**Exercise details**
From the material below, extract every line that contains the string "order", treating uppercase and lowercase as distinct.

(Dataset entries)
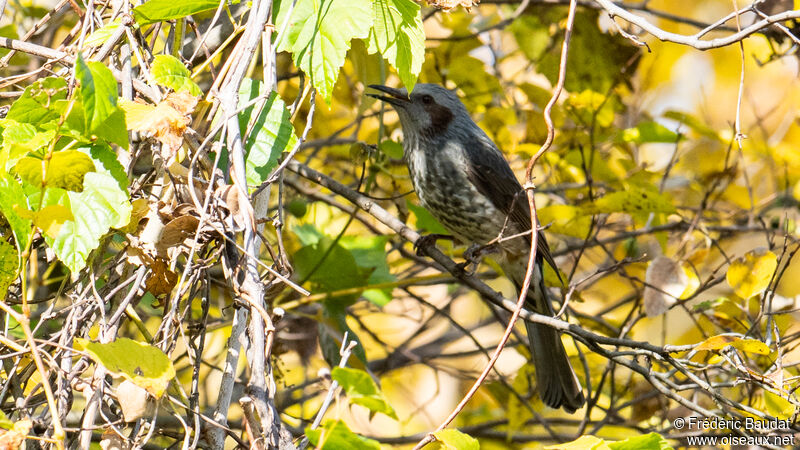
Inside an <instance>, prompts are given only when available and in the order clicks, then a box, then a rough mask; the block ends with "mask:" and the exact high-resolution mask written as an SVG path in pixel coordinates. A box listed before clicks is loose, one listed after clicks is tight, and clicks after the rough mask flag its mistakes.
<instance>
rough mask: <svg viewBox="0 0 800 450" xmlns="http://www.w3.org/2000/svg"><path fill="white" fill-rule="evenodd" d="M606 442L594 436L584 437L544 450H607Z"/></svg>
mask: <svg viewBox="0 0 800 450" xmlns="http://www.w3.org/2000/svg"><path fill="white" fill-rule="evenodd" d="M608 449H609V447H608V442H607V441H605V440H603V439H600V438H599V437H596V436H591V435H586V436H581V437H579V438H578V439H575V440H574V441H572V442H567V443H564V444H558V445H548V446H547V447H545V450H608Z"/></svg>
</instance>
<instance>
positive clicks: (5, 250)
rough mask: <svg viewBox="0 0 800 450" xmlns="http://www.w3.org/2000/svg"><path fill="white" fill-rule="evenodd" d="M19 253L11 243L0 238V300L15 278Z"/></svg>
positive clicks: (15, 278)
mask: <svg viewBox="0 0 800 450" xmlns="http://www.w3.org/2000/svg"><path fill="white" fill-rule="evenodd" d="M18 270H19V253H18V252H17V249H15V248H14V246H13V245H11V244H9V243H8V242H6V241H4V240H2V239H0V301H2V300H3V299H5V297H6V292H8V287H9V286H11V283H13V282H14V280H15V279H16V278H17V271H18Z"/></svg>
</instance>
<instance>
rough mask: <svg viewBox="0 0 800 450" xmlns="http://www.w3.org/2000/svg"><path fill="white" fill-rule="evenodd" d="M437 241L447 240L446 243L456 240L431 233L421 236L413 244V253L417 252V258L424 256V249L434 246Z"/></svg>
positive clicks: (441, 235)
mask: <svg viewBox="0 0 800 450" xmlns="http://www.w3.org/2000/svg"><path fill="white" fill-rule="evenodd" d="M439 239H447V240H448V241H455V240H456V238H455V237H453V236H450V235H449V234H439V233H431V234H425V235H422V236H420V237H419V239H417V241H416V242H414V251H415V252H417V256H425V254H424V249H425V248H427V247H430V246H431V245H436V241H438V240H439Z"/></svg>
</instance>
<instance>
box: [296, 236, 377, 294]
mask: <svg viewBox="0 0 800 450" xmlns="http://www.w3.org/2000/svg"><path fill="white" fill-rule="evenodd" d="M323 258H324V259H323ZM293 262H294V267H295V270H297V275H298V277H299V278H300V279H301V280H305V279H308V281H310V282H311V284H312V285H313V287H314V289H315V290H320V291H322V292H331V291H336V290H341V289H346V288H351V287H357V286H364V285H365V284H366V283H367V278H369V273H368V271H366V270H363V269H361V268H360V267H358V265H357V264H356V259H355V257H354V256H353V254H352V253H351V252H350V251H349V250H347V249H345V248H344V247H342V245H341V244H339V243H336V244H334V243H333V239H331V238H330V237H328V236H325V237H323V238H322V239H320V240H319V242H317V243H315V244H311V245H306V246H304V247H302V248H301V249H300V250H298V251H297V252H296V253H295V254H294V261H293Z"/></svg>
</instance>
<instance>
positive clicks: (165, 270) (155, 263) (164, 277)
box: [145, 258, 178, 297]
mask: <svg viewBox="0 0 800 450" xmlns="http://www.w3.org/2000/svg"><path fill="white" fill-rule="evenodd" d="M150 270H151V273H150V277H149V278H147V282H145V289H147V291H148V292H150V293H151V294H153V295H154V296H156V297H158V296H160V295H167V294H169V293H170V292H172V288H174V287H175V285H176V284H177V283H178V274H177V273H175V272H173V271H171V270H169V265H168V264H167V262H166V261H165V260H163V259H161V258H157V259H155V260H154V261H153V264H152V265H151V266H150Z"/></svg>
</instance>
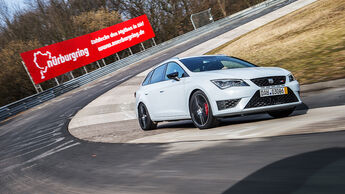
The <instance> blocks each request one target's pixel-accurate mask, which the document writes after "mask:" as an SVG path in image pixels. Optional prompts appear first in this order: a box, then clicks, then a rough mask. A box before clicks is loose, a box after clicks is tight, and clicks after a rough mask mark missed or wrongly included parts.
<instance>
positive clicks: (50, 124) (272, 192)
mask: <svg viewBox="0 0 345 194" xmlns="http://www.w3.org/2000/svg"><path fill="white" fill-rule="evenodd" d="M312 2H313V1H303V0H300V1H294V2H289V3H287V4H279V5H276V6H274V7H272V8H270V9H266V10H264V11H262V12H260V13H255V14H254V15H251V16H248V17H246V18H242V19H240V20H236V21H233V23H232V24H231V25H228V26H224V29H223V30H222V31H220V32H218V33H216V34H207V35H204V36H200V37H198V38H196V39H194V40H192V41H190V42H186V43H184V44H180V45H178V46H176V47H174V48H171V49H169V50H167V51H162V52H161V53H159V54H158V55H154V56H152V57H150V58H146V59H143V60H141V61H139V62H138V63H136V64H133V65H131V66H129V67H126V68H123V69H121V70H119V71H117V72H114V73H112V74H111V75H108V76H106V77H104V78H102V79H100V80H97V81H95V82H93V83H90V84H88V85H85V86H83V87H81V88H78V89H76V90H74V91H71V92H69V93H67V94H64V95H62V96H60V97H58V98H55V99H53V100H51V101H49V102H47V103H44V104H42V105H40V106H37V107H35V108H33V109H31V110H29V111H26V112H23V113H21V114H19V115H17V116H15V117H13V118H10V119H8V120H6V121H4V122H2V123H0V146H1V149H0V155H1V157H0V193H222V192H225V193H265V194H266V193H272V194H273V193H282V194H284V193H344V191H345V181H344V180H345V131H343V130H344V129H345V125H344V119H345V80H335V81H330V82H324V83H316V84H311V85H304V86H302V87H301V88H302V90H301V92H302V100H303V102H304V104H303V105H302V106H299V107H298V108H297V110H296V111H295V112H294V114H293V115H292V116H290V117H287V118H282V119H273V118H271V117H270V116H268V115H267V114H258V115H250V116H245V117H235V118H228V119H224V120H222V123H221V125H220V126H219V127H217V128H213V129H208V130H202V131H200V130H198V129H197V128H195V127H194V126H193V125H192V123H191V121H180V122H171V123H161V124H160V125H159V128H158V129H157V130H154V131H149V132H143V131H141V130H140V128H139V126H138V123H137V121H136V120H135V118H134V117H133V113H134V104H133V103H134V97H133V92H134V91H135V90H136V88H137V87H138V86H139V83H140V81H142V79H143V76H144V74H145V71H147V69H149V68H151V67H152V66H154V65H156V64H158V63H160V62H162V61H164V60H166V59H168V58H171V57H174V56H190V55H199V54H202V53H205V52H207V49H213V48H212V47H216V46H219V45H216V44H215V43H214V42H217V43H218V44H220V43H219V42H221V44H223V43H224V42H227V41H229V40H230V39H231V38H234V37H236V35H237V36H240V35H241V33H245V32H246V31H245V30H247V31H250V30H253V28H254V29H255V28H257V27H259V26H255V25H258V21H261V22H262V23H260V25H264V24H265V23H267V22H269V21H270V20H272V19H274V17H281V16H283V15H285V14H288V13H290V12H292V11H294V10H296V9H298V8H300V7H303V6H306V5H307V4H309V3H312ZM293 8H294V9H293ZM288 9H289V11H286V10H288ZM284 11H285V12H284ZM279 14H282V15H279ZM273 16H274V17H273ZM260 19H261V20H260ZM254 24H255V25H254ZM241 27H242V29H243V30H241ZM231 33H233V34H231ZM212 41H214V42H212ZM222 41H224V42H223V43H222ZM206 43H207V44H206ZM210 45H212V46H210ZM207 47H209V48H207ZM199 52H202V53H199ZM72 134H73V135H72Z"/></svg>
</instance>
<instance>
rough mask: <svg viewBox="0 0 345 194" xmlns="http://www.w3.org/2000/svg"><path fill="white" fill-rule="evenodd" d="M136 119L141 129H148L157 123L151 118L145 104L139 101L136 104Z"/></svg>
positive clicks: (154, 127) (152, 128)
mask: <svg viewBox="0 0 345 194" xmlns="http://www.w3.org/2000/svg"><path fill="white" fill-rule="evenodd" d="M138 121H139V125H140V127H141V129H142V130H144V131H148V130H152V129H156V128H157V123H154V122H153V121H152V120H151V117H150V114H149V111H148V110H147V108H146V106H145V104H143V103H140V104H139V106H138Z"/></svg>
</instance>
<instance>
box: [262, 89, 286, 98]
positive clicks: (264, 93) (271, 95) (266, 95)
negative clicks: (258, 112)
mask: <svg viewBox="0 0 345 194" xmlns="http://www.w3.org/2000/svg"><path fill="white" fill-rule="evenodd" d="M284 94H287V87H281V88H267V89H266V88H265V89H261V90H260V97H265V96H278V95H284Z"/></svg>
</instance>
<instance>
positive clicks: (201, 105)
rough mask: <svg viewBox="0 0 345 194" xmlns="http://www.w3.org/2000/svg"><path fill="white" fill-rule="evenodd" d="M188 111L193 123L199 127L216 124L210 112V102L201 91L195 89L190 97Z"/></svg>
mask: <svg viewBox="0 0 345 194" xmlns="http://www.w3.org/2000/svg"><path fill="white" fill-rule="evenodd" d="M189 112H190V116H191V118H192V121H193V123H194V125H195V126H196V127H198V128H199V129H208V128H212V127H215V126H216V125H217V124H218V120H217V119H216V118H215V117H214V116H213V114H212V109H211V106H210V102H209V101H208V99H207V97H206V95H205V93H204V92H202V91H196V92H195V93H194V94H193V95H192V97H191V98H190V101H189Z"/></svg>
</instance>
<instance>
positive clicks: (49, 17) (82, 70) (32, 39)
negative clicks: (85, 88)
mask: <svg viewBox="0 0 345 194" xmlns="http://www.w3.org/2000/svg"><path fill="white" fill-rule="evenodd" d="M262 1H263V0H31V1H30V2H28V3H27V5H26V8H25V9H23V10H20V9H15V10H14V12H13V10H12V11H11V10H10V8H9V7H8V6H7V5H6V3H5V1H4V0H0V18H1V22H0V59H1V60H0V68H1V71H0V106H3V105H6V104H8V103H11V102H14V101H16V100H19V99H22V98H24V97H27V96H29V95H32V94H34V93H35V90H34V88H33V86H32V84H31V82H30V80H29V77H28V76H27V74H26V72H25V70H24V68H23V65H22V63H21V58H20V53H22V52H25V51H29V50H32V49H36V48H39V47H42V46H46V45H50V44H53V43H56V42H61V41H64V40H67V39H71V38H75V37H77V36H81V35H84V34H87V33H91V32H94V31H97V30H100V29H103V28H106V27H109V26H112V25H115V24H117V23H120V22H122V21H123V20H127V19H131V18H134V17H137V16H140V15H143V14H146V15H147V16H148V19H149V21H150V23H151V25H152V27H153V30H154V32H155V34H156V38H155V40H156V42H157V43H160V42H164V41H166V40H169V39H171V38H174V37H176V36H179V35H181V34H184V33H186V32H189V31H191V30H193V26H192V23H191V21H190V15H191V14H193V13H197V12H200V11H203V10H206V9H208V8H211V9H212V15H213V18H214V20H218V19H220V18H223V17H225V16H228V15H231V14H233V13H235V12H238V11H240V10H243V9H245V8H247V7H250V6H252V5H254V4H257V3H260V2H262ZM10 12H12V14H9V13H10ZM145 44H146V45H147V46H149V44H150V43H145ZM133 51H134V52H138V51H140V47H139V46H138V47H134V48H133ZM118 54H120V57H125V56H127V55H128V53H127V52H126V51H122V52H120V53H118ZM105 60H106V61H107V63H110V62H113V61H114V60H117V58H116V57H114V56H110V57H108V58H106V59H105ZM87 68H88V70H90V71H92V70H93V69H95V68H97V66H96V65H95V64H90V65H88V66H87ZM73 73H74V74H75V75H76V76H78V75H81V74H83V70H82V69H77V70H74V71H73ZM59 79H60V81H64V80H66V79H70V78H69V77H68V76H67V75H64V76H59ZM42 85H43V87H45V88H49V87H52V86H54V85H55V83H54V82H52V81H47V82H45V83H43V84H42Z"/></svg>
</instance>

**Solution to the problem**
Inside an <instance>, prompts are given only when available and in the order clicks, then a box, then a rough mask; the block ends with "mask:" and the exact high-resolution mask written as an SVG path in pixel coordinates. A box listed before clicks is loose, one listed after clicks is tight, and clicks after the rough mask flag its mistakes.
The <instance> blocks each request one target's pixel-accurate mask, which the document writes after "mask:" as an SVG path in image pixels. Optional prompts appear first in this order: a box, then clicks, then a rough mask. A box before clicks is loose, a box after clicks is tight, and clicks after a rough mask mark missed or wrongly included parts.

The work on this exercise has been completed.